*SUPPLIED RECORDS*
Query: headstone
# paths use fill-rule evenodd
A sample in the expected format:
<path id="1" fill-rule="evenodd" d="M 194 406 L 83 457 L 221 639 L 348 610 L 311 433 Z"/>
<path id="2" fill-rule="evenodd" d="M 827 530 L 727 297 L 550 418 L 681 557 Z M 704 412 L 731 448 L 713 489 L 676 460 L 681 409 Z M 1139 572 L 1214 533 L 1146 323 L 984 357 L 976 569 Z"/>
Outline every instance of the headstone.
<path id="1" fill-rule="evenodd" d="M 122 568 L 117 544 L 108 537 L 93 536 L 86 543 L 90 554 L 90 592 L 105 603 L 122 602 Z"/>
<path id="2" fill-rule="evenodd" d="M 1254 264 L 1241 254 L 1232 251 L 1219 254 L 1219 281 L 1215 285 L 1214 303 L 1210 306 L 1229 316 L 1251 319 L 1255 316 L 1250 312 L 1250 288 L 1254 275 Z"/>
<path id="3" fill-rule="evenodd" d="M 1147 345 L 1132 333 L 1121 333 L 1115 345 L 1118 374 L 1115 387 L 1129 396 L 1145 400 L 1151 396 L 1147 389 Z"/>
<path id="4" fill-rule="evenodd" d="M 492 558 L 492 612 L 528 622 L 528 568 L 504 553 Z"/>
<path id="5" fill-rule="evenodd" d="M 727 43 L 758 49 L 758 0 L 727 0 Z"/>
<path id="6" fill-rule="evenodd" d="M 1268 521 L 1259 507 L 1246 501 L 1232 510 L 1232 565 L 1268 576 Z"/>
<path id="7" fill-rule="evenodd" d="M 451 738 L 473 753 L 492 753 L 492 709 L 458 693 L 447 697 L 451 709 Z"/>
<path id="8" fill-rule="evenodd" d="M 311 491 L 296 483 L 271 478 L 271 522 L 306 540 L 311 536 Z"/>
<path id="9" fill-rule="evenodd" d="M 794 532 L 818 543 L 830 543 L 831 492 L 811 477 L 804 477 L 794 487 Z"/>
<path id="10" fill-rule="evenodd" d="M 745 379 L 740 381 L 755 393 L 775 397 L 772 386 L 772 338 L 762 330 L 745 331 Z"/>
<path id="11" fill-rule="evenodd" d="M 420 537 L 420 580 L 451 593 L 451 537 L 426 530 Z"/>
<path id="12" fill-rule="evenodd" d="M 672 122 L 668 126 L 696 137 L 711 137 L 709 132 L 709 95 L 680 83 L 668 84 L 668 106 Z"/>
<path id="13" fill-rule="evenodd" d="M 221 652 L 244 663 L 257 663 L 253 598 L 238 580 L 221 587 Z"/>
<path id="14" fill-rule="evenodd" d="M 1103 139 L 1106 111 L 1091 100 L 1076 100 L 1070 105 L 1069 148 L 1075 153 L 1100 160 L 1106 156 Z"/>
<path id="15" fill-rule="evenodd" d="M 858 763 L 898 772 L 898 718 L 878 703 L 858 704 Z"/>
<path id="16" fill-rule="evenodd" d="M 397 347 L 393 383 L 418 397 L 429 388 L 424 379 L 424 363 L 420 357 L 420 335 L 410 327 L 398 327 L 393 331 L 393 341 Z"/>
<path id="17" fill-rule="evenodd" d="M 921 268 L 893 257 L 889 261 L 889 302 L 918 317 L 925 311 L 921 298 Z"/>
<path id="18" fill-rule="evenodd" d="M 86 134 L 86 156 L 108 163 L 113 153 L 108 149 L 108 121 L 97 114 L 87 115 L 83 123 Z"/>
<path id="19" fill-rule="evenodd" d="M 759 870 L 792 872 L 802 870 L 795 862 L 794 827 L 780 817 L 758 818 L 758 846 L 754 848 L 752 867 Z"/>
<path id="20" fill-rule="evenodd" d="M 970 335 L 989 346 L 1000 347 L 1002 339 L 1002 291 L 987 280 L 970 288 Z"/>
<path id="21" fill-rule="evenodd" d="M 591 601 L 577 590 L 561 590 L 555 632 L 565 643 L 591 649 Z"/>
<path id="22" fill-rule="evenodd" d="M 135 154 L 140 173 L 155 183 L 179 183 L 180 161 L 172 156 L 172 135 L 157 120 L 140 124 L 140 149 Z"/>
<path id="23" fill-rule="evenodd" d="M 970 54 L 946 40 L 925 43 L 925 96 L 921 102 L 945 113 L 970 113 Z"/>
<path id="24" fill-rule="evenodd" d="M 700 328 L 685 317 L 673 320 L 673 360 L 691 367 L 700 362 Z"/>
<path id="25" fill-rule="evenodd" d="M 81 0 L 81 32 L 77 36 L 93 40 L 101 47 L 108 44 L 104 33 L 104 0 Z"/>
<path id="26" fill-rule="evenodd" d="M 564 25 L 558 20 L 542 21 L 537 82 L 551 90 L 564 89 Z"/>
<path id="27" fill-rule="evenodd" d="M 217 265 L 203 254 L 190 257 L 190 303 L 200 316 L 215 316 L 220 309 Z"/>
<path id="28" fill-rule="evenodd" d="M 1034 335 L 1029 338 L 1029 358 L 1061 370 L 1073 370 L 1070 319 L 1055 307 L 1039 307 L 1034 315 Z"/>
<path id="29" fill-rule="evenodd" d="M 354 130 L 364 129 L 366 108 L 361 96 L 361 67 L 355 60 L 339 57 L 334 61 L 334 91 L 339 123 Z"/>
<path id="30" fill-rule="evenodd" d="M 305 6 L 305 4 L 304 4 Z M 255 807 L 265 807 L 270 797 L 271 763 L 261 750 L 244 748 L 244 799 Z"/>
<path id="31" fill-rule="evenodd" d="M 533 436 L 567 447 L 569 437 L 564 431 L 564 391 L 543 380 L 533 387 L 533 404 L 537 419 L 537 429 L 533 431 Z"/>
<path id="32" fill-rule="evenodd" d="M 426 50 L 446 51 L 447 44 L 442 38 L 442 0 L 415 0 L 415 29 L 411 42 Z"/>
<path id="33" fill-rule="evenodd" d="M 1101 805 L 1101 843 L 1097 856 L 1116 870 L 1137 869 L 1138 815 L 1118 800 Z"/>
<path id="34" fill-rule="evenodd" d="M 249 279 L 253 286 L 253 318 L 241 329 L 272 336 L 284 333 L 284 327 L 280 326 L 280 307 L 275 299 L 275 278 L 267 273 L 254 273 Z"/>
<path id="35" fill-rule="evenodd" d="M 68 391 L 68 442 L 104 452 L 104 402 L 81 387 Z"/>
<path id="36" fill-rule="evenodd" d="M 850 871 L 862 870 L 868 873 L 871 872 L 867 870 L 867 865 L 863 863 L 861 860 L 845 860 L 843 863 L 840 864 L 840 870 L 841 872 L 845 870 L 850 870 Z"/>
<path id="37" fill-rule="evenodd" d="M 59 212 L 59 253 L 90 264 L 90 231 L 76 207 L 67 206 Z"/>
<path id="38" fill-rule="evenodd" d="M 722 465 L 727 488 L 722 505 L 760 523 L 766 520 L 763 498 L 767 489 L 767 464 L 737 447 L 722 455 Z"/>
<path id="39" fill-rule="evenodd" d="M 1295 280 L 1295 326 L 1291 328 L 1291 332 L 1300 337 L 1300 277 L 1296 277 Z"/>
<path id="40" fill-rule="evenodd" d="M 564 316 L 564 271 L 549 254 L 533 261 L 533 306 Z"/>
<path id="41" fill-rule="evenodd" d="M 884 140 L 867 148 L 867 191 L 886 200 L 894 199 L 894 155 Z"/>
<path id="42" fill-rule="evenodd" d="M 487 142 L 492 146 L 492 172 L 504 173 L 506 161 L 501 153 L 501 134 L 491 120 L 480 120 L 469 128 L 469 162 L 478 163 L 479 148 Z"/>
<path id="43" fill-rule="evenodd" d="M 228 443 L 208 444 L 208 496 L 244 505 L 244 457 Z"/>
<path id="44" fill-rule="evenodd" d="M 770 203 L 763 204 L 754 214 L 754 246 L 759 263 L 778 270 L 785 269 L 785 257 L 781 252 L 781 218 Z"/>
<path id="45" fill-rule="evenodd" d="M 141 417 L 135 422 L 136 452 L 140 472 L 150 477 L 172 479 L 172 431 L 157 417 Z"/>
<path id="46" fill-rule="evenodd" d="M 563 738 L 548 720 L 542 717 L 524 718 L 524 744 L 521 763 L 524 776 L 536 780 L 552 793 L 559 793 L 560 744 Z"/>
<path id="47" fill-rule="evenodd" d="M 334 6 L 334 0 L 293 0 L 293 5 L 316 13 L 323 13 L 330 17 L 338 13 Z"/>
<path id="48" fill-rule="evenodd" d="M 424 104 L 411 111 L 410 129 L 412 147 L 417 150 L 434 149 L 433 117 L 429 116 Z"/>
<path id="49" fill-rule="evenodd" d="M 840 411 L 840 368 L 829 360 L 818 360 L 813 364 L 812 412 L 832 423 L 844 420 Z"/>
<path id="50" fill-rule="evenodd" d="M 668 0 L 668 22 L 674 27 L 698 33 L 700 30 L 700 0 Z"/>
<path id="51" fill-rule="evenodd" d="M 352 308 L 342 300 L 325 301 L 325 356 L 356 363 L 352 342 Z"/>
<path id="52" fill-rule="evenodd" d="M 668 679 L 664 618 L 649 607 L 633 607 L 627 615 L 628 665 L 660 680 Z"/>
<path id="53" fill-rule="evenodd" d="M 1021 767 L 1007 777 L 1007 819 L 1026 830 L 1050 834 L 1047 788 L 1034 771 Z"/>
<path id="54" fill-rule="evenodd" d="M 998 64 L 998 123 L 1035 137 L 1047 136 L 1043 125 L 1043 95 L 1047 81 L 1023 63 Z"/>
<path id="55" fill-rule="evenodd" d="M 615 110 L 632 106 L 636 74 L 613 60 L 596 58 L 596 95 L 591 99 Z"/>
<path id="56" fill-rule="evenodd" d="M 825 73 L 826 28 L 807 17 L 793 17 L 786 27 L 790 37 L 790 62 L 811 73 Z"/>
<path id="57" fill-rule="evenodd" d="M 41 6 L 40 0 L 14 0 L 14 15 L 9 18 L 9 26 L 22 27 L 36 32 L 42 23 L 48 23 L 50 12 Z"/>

*EXERCISE DESCRIPTION*
Filter the records above for the string "headstone" and copy each matching line.

*SOLUTION TO THIS TASK*
Query: headstone
Outline every instance of the headstone.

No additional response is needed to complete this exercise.